:: Zu bearbeitende Aufgaben ::
1. In welchem Jahr schlossen sich Bewohnerinnen und Bewohner laut dem Auszug über Demokratie zu dem Bündnis zusammen?
2. Führen Sie den Auszug über Demokratie im Anschluss an seinen letzten Satz weiter.
***** Ausgewählter Auszug *****
No. 27 - DANKBAR

Wissenswertes

Demokratie: Wir sind alle im Spiel

Unsere Gesellschaft lebt auch vom politischen Engagement der Bürgerinnen und Bürger. Menschen, die mitmachen, statt darauf zu warten, dass „die da oben“ liefern, erleben mitunter, dass man auch im Kleinen Großes bewirken kann. Wer sich nicht ohnmächtig ausgeliefert fühlt, weiß auch die Demokratie mehr zu schätzen.

Lesedauer ca. 4 Minuten

Überfülltes Hockey-Feld: Fair Play oder jeder gegen jeden?

Irene Wollenberg greift für die Demokratie auch mal zum Putzzeug. Dann reinigt sie draußen auf den Bürgersteigen die in den Boden eingelassenen Stolpersteine zum Gedenken an die Opfer der NS-Zeit. Wollenberg ist Mitglied im Bürgerbündnis „Mut machen – Steele bleibt bunt“, das sich für neue Stolpersteine hier im Essener Stadtteil Steele einsetzt und die alten bei Bedarf reinigt. 2018 hatten sich Bewohnerinnen und Bewohner in dem Bündnis zusammengetan, um der rechten bürgerwehrähnlichen Gruppierung „Steeler Jungs“ etwas entgegenzusetzen.
***** Bereitgestellte Daten *****
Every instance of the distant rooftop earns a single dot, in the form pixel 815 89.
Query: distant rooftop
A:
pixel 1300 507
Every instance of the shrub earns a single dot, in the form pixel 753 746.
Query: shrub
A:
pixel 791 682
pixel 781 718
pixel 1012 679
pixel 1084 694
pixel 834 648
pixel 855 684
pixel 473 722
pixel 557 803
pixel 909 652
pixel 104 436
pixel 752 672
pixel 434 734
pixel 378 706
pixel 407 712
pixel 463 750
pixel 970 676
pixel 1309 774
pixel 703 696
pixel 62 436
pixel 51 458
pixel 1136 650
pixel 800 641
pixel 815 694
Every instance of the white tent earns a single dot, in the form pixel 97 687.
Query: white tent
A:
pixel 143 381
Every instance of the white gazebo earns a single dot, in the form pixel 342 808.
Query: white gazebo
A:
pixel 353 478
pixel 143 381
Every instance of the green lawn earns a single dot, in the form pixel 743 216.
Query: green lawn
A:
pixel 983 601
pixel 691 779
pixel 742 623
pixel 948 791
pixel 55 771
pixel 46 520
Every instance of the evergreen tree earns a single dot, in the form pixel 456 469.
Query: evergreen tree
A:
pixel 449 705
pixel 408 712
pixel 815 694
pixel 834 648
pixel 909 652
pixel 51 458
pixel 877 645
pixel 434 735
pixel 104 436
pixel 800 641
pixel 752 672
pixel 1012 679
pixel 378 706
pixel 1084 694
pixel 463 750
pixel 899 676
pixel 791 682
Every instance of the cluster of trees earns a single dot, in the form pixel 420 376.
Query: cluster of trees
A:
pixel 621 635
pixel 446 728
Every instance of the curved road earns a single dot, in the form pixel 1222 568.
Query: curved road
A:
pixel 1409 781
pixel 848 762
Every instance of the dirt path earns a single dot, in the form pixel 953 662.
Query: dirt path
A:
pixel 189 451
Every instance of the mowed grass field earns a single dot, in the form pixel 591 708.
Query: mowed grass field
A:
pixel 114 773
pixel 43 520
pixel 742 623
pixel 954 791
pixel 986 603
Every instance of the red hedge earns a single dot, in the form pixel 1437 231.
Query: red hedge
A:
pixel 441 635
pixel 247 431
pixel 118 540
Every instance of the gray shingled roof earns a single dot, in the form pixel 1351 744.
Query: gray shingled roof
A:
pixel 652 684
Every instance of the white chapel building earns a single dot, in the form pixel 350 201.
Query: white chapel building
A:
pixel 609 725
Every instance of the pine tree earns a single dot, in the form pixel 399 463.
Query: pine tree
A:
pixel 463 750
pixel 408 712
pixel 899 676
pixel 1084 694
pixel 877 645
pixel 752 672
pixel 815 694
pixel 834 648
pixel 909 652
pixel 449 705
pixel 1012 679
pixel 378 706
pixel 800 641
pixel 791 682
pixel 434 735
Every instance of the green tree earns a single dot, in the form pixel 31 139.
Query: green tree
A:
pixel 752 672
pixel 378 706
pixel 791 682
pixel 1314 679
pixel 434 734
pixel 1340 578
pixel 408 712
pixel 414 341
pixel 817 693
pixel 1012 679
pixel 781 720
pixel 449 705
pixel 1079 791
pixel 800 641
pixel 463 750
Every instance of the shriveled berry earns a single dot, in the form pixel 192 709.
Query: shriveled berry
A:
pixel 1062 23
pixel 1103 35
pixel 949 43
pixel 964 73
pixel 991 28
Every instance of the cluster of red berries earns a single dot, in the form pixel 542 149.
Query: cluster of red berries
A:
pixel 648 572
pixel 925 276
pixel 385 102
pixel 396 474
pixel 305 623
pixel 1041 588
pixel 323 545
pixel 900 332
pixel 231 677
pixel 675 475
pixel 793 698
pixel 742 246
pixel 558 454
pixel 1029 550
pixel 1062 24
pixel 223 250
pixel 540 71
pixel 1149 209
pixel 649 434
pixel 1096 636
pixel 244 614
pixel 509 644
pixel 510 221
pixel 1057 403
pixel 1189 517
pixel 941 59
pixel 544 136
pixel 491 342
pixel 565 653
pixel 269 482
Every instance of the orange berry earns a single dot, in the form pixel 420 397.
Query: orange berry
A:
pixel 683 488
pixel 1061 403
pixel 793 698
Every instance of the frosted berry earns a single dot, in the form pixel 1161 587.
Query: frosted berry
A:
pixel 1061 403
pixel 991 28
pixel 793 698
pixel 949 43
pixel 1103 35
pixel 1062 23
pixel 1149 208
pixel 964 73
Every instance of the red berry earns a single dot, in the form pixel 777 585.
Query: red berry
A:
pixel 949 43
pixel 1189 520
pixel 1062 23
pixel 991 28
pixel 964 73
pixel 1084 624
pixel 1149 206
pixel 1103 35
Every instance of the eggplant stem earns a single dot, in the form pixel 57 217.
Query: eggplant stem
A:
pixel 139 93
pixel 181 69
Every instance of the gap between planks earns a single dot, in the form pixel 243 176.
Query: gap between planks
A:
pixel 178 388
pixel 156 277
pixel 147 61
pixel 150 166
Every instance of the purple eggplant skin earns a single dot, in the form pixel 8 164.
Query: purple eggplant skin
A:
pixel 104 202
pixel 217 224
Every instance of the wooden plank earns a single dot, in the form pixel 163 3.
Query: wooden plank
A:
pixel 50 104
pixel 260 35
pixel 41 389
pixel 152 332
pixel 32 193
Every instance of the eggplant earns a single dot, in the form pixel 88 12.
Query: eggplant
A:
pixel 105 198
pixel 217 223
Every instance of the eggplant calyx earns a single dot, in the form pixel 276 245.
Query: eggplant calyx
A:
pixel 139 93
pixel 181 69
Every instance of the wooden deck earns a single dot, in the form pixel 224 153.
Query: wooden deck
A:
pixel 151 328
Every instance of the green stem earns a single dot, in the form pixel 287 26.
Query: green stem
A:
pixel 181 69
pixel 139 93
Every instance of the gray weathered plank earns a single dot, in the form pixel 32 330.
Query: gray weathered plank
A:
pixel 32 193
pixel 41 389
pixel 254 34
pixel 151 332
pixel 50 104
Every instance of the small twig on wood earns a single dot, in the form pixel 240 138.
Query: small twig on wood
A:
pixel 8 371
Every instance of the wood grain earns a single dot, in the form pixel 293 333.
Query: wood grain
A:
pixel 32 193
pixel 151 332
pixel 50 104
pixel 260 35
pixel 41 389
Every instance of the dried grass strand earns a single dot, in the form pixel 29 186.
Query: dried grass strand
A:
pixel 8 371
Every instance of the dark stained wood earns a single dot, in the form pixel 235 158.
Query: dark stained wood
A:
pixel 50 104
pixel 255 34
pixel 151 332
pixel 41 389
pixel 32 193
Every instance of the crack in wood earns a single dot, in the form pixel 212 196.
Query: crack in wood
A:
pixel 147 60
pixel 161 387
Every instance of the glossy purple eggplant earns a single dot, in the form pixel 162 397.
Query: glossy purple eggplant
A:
*****
:: Lösungen ::
1. Im Jahr 2018.

2.
Die Gruppe aus Rockern, Hooligans und Neonazis marschierte damals wöchentlich durch den Stadtteil. „Wir Anwohner haben sehr schnell gesagt, dass das einfach nicht angehen kann, dass hier unwidersprochen jede Woche so eine Truppe von rechtsextremistischen Bürgerwehrtypen durch die Stadt geht und Angst und Schrecken verbreitet“, berichtet Irene Wollenberg.

Seitdem organisiert „Steele bleibt bunt“ unter anderem Nachbarschaftsfeste, Demonstrationen, Konzerte, Lesungen und Diskussionsrunden. Es gebe viele Möglichkeiten, um den Boden, auf dem Demokratie gedeihen könne, zu bewässern und den Boden, auf dem Hass, Hetze und Rassismus gedeihen, auszutrocknen, sagte Wollenberg bei der Verleihung des Deutschen Engagementpreises 2023, den sie in der Kategorie „Demokratie stärken“ für das Bürgerbündnis entgegennahm.

Demokratie lebt von Beteiligung.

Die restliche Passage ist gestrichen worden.